● **Goal of the exercise**: Rewrite the lines below so that each "field" becomes "lawn", changing nothing else.

● **Information supplied**:

-- Begin --

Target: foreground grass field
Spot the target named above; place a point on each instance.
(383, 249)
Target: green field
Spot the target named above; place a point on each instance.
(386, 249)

-- End --

● **Final result**:
Target: foreground grass lawn
Spot the target named above; place a point on each instance.
(383, 249)
Target: green lawn
Spot the target named above; place a point on each instance.
(386, 249)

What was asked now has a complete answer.